▶ [Quoted text]
_ _ _ _ _ _ _
Crash1st November 1987
Published in Crash #46
Pool can never be the same again after you've taken your cue to a hexagonal table.
As in the standard game, coloured balls have to be hit into six pockets using the white cue ball. A cursor is used to align the cue ball and a coloured object ball with the pocket. By creating the right angle the coloured ball can be hit into a pocket. Six of the coloured balls may be hit into the pockets in any order, but the black must be left till last, or a foul shot is incurred and the game lost.
Different types of spin (top, side and back) can be given to the cue ball, causing it to react after striking the coloured ball. In this way a good position can be achieved for the next shot. A shot's strength is regulated by altering the length of the cue in the box at the bottom right of the screen.
For every ball potted, points are awarded. When all the balls on the table have been potted the frame is over and another one can be played with a different arrangement of balls. (A frame designer allows you to add your own ball arrangements.) If three shots are missed, the game is over and it's time to hang up your cue.
A frame-designer allows you to set up your own starting position.
_ _ _ _ _ _ _
▶ [Stored data]

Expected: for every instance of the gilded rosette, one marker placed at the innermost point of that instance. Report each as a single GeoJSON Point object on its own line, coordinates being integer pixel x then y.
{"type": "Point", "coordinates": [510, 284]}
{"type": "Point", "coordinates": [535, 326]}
_ _ _ _ _ _ _
▶ [Tasks and exercises]
a) In the hexagonal pool review, how is the strength of a shot regulated?
b) List every type of spin that the hexagonal pool review says can be given to the cue ball.

▶ [Answer list]
a) By altering the length of the cue in the box at the bottom right of the screen.

b) Top, side, back